Segmento di testo:
+++

Il bilinguismo vociante della poesia
5 9 2019
Il bilinguismo vociante della poesia

La lingua della poesia tra dialetto ed italiano

Festivaletteratura rinnova la sua costante attenzione verso la parola poetica attraverso un programma che vedrà presenze internazionali, cui si aggiungerà una serie di incontri con alcuni degli autori più significativi nel panorama della poesia italiana contemporanea, con esondazioni della poesia in territori artistici confinanti, quasi a testarne la vera forza espressiva.


Il Novecento è stato un secolo che ha operato un considerevole recupero del dialetto, in continua tensione con la lingua italiana. Giorgio Agamben, attualmente curatore della collana Ardilut, collana bilingue, indaga sulla lingua della poesia la cui essenza si scorge nel dialogo tra italiano e dialetto nuove opportunità offre la lettura, oltre dei colossi novecenteschi quali Pasolini e Zanzotto, anche dei contemporanei come Francesco Giusti, autore del libro Quando le ombre si appiccicano al muro.

+++

Sezione dati:
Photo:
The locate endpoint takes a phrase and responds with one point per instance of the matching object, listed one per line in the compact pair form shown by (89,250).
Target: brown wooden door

+++

Richiesta scritta 1:
Rispondi a queste domande sul testo dedicato alla poesia tra dialetto e italiano:
(a) Quale manifestazione rinnova la sua attenzione verso la parola poetica?
(b) Che cosa ha operato il Novecento nei confronti del dialetto?
(c) Di quale collana è curatore Giorgio Agamben?
Richiesta scritta 2: Scrivi il seguito del testo sulla poesia tra dialetto e italiano, partendo dopo la sua ultima frase.
Le righe non c'entrano con questo lavoro.

Risultato esercizio 1:
(a) Festivaletteratura.
(b) Un considerevole recupero del dialetto, in continua tensione con la lingua italiana.
(c) Della collana Ardilut, una collana bilingue.

Risultato esercizio 2:
La scelta del titolo mostra che la collana di Agamben intende proseguire nella direzione culturale delle riflessioni di Pasolini su linguaggio e dialetto e sul bilinguismo costitutivo della poesia italiana. Da Dante, che identificava già due lingue: quella del volgare, che i bambini apprendono spontaneamente, considerata dal poeta fiorentino la più nobile perché fu usata per prima dal genere umano e la grammatica, artificiale e che si apprende con lo studio, Agamben spiega che all’italiano corrisponde la grammatica di Dante, al volgare i dialetti.

L’ipotesi è che una sorta di bilinguismo sia parte integrante della lingua della poesia: ogni esperienza poetica del linguaggio è costitutivamente bilingue perché avvenga una rinascita dal momento di stasi del dialetto, Agamben sostiene che ci si debba nutrire di questo bilinguismo.

In Francesco Giusti, le cui poesie sono lette da Mirko Artuso al Festival, questa ipotesi trova un’esplicazione esemplare. Il poeta appartiene alla generazione di poeti che scrive tanto in italiano quanto in dialetto, dove quest’ultimo è sempre apocrifo, nascosto nelle pieghe della lingua anche quando una delle due sembra assente.

«La sfida è portare vicendevolmente la parola scritta e quella orale a dire l’una quel che non è possibile all’altra».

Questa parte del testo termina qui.